>>>
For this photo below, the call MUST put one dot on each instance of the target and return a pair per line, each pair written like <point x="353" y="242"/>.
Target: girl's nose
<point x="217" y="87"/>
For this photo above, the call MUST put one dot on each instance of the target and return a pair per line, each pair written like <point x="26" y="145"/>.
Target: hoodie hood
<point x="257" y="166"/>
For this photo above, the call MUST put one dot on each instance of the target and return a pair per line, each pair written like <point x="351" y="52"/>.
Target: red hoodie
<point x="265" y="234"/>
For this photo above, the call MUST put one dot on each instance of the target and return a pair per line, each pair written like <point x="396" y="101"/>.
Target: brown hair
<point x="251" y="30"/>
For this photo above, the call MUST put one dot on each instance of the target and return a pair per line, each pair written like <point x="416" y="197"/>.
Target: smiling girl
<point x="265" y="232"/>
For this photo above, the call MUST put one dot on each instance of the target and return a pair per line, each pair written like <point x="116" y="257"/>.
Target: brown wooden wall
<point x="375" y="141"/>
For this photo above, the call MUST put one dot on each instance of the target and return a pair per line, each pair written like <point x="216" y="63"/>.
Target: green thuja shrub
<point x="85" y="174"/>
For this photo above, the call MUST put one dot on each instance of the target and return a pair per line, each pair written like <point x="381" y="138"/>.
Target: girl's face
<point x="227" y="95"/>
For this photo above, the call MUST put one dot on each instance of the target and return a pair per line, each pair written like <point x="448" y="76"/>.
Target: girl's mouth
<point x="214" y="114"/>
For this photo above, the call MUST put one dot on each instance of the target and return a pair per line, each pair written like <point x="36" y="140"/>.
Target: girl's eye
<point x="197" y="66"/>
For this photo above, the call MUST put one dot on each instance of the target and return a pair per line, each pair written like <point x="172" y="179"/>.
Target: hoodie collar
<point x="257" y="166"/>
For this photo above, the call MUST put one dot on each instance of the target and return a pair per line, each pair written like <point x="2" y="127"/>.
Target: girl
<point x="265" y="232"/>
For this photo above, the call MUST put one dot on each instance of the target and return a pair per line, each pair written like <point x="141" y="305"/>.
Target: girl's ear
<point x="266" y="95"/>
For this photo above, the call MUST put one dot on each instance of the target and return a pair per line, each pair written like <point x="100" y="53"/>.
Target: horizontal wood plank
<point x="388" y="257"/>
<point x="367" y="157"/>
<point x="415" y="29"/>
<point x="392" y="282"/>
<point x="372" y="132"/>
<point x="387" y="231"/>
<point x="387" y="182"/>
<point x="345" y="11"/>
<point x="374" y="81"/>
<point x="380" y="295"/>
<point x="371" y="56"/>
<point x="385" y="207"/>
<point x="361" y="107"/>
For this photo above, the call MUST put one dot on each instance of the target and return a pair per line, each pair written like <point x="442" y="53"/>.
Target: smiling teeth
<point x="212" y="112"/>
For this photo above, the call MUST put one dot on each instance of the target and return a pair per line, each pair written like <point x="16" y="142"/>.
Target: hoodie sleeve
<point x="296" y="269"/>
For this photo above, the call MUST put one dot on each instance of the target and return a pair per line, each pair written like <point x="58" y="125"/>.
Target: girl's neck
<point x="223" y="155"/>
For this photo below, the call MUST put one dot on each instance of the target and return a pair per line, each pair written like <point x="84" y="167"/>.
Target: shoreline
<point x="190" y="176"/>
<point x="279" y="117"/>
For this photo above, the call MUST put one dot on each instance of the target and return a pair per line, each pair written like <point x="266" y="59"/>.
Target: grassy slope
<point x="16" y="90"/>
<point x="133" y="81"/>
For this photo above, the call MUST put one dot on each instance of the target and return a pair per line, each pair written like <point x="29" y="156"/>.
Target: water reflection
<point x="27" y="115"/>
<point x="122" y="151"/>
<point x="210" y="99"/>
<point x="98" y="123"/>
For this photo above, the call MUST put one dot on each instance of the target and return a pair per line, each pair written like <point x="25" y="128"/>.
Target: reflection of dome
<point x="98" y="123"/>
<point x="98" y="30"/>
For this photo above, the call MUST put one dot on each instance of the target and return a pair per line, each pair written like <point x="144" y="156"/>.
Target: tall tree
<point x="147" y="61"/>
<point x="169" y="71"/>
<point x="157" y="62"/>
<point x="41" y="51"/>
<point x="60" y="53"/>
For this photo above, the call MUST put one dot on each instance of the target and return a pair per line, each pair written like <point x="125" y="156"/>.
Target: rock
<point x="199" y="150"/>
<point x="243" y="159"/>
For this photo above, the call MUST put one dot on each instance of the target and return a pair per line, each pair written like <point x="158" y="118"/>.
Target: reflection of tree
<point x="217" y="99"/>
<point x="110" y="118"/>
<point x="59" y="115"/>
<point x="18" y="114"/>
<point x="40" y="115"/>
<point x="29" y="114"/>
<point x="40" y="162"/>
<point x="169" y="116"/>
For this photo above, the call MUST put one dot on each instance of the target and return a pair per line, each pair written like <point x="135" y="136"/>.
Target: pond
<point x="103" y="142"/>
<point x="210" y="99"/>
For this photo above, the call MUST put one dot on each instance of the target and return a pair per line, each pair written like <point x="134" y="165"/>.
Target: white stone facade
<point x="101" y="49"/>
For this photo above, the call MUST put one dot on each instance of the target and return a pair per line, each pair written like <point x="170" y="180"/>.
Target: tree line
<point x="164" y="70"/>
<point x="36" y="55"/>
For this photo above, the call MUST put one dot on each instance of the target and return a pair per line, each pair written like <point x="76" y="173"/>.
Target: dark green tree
<<<
Write out the whole listing again, exactly as it stands.

** RESULT FOR THIS EXERCISE **
For this photo below, the call MUST put one dot on each instance of the target and return a pair per line, each pair written like <point x="353" y="242"/>.
Target: girl's nose
<point x="217" y="87"/>
For this photo above, the call MUST put one dot on each instance of the target and return a pair per line, each pair written like <point x="26" y="145"/>.
Target: hoodie hood
<point x="257" y="166"/>
For this photo above, the call MUST put one dot on each instance of the target and return a pair per line, each pair written like <point x="351" y="52"/>.
Target: red hoodie
<point x="265" y="234"/>
For this photo above, the call MUST put one dot on each instance of the target and return a pair per line, each pair written like <point x="396" y="101"/>.
Target: brown hair
<point x="251" y="30"/>
For this photo above, the call MUST put one dot on each instance of the target and return a pair per line, each pair written like <point x="416" y="197"/>.
Target: smiling girl
<point x="265" y="232"/>
For this photo above, the call MUST put one dot on each instance of the target and return a pair per line, each pair written like <point x="116" y="257"/>.
Target: brown wooden wall
<point x="375" y="141"/>
For this photo above, the call MUST put one dot on each instance of the target and return a pair per line, each pair written like <point x="216" y="63"/>.
Target: green thuja shrub
<point x="85" y="174"/>
For this photo above, the call MUST put one dot on each instance of the target and return a pair per line, each pair written like <point x="381" y="138"/>.
Target: girl's face
<point x="227" y="95"/>
For this photo above, the call MUST put one dot on each instance of the target and return a pair per line, each pair written like <point x="448" y="76"/>.
Target: girl's mouth
<point x="214" y="114"/>
For this photo above, the call MUST put one dot on each instance of the target and return a pair per line, each pair written like <point x="36" y="140"/>.
Target: girl's eye
<point x="197" y="66"/>
For this photo above, the call MUST put one dot on each instance of the target and return a pair per line, each pair written like <point x="172" y="179"/>.
Target: hoodie collar
<point x="257" y="166"/>
For this photo above, the call MUST put one dot on each instance of the target and return a pair per line, each pair written like <point x="2" y="127"/>.
Target: girl
<point x="265" y="232"/>
For this photo above, the call MUST put one dot on each instance of the target and return a pair per line, each pair written like <point x="141" y="305"/>.
Target: girl's ear
<point x="266" y="95"/>
For this photo above, the call MUST put one dot on each instance of the target and return a pair per line, each pair written like <point x="100" y="53"/>.
Target: horizontal wood plank
<point x="388" y="257"/>
<point x="367" y="157"/>
<point x="415" y="29"/>
<point x="392" y="282"/>
<point x="372" y="132"/>
<point x="387" y="231"/>
<point x="387" y="182"/>
<point x="345" y="11"/>
<point x="374" y="81"/>
<point x="380" y="295"/>
<point x="371" y="56"/>
<point x="385" y="207"/>
<point x="361" y="107"/>
For this photo above, the call MUST put one dot on each instance of the target and return a pair per line, each pair written like <point x="442" y="53"/>.
Target: smiling teeth
<point x="212" y="112"/>
For this photo above, the call MUST put one dot on each instance of the target and return a pair per line, each pair written like <point x="16" y="142"/>.
Target: hoodie sleeve
<point x="296" y="269"/>
For this photo above, the call MUST put one dot on each instance of the target and return a pair per line, each pair written like <point x="58" y="125"/>.
Target: girl's neck
<point x="223" y="155"/>
For this photo below, the call MUST put one dot on each instance of the target and return a pair per line, each pair written like <point x="84" y="167"/>.
Target: shoreline
<point x="190" y="176"/>
<point x="279" y="117"/>
For this photo above, the call MUST put one dot on each instance of the target and return a pair per line, each pair written like <point x="266" y="59"/>.
Target: grassy slope
<point x="16" y="90"/>
<point x="133" y="81"/>
For this photo above, the call MUST put one dot on each instance of the target and return a pair per line, each pair written like <point x="29" y="156"/>.
Target: water reflection
<point x="27" y="115"/>
<point x="122" y="151"/>
<point x="210" y="99"/>
<point x="98" y="123"/>
For this photo above, the call MUST put one dot on each instance of the target and return a pair per line, each pair written like <point x="25" y="128"/>.
Target: reflection of dome
<point x="98" y="123"/>
<point x="98" y="30"/>
For this photo above, the call MUST put one dot on each instance of the target and return a pair per line, each pair written like <point x="144" y="156"/>.
Target: tall tree
<point x="147" y="61"/>
<point x="169" y="71"/>
<point x="157" y="62"/>
<point x="41" y="51"/>
<point x="60" y="53"/>
For this photo above, the call MUST put one dot on each instance of the target and return a pair per line, each pair written like <point x="125" y="156"/>.
Target: rock
<point x="199" y="150"/>
<point x="243" y="159"/>
For this photo above, the call MUST put one dot on each instance of the target and return a pair per line, each pair written like <point x="158" y="118"/>.
Target: reflection of tree
<point x="217" y="99"/>
<point x="110" y="118"/>
<point x="59" y="115"/>
<point x="18" y="114"/>
<point x="40" y="115"/>
<point x="29" y="114"/>
<point x="40" y="162"/>
<point x="169" y="116"/>
For this photo above, the call MUST put one dot on each instance of the target and return a pair per line, each pair written like <point x="135" y="136"/>.
Target: pond
<point x="103" y="142"/>
<point x="210" y="99"/>
For this photo above, the call MUST put one dot on each instance of the target and return a pair per line, each pair written like <point x="134" y="165"/>.
Target: white stone facade
<point x="101" y="49"/>
For this photo above, the call MUST put one dot on each instance of the target and return a pair per line, each pair written like <point x="170" y="180"/>.
Target: tree line
<point x="164" y="70"/>
<point x="36" y="55"/>
For this photo above, the call MUST put one dot on each instance of the target and return a pair per line, each pair written like <point x="76" y="173"/>.
Target: dark green tree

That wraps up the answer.